* _GOAL OF THE EXERCISE_:
Count the lines in the items below that contain the string "bounding", with case taken into account. Reply with the number alone.

▽

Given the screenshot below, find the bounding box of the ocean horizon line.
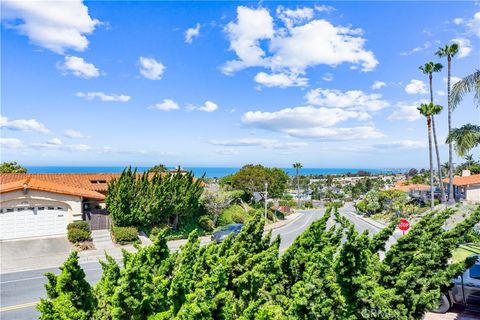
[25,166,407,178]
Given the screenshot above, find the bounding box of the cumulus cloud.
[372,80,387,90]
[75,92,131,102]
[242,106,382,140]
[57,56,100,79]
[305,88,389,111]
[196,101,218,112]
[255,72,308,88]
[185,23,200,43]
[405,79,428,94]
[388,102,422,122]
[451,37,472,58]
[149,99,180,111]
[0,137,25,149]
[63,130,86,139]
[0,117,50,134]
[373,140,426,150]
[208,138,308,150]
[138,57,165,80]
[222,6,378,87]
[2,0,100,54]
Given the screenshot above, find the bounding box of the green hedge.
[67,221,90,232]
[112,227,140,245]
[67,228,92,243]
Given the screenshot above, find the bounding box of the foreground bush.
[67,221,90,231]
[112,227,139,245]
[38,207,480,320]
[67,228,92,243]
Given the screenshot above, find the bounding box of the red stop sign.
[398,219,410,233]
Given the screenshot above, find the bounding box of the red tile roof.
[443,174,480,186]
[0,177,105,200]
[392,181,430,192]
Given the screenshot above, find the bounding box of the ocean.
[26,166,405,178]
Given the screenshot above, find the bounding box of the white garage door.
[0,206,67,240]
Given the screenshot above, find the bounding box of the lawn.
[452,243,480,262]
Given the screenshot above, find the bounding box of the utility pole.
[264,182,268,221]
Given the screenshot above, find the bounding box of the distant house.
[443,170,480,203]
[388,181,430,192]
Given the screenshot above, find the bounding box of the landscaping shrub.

△

* _EXERCISE RESPONSE_:
12